─── Data for processing

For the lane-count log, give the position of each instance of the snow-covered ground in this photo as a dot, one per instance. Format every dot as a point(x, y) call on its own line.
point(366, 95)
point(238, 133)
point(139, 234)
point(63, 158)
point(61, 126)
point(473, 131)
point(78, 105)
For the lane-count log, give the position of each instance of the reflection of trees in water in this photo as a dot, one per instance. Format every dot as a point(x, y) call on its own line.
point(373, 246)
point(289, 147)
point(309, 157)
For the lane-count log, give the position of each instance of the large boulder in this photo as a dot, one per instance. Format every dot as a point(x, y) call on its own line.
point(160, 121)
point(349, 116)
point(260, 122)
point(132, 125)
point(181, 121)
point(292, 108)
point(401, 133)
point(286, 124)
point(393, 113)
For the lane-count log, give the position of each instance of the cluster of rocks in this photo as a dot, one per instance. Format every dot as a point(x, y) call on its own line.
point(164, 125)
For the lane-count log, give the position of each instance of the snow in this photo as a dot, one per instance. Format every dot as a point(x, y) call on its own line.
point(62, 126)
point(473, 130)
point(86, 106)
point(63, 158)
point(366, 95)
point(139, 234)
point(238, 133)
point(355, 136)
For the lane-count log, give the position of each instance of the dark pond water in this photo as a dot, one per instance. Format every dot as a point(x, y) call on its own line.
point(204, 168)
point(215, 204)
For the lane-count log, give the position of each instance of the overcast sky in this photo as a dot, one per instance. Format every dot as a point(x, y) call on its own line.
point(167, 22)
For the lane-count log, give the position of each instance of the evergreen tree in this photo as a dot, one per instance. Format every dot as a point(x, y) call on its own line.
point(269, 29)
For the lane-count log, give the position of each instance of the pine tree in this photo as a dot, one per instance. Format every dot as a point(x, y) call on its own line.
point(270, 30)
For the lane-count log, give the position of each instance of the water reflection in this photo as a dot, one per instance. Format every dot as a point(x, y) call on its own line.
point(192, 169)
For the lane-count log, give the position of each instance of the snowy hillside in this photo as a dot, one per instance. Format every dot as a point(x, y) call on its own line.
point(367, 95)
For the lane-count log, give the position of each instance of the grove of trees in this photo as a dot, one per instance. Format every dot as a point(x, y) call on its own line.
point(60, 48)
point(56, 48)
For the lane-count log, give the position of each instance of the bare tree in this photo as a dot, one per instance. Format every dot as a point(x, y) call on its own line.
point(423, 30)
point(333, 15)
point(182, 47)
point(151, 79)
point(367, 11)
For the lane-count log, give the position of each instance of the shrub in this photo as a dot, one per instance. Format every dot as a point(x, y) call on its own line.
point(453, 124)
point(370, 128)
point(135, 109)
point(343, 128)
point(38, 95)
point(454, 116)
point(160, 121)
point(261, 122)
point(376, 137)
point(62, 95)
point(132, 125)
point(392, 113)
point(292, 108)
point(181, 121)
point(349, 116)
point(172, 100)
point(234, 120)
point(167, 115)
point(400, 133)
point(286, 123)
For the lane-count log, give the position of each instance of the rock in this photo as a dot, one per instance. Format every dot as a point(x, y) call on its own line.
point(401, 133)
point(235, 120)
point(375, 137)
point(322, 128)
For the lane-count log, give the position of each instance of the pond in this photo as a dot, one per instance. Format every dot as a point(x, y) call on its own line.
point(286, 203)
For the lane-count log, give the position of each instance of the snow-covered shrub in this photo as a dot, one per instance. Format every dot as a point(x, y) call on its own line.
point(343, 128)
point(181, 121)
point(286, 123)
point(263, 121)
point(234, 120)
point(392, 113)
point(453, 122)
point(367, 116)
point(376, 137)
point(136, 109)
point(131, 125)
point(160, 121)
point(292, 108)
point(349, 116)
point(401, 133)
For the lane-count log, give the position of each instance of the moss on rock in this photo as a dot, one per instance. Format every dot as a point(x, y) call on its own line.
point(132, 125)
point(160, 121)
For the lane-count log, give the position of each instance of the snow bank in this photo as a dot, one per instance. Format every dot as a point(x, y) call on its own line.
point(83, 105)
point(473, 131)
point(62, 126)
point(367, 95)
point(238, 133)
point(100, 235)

──────
─── Data for processing

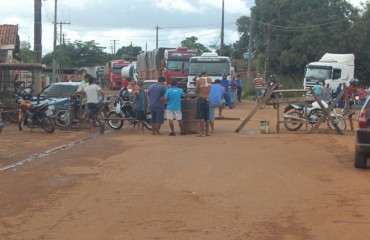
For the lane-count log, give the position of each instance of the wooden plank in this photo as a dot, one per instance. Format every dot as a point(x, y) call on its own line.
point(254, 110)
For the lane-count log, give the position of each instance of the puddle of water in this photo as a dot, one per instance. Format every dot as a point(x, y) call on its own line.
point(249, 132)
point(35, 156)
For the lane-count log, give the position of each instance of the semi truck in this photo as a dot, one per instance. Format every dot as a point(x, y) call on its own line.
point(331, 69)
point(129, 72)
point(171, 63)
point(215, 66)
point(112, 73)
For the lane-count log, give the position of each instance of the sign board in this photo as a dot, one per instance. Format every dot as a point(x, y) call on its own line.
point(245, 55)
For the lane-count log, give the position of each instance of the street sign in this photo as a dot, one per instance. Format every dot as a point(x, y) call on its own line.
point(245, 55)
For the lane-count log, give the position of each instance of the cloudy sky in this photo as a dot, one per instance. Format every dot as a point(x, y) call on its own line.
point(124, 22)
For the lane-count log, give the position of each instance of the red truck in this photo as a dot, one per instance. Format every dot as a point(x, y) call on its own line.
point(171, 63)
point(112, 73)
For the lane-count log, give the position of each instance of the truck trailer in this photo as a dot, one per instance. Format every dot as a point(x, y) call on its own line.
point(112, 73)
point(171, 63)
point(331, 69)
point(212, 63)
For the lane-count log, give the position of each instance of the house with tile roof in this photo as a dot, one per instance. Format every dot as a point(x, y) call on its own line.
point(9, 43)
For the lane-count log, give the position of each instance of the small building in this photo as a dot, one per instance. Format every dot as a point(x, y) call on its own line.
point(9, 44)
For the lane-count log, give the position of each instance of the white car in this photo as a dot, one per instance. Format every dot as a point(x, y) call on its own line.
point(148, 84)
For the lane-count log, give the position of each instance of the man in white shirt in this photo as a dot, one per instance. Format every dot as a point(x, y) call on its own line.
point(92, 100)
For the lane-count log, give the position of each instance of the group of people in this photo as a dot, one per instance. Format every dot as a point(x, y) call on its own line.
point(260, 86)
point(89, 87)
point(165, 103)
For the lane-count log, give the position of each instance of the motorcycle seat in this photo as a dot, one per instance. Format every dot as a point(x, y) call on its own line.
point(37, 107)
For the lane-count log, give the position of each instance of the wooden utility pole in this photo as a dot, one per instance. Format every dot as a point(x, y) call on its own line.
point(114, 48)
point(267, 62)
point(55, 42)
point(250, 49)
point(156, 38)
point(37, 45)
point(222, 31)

──────

Task to carry out
Rewrite the entries above as a Markdown table with the columns Row and Text, beginning at the line containing "of the rock" and continuing through the line containing "point(286, 203)". Number each line in Row, put the line in Text, and omit blank lines.

Full output
| Row | Text |
|---|---|
| 1 | For the lane-count log, give the position of each instance of the rock in this photo as a dot, one per instance. Format every dot as a point(x, y) call on its own line. |
| 2 | point(401, 133) |
| 3 | point(235, 120) |
| 4 | point(375, 137) |
| 5 | point(322, 128) |
| 6 | For the lane-count log, give the position of each instance of the pond in this photo as a dot, one per instance. Format every dot as a point(x, y) call on its own line. |
| 7 | point(286, 203) |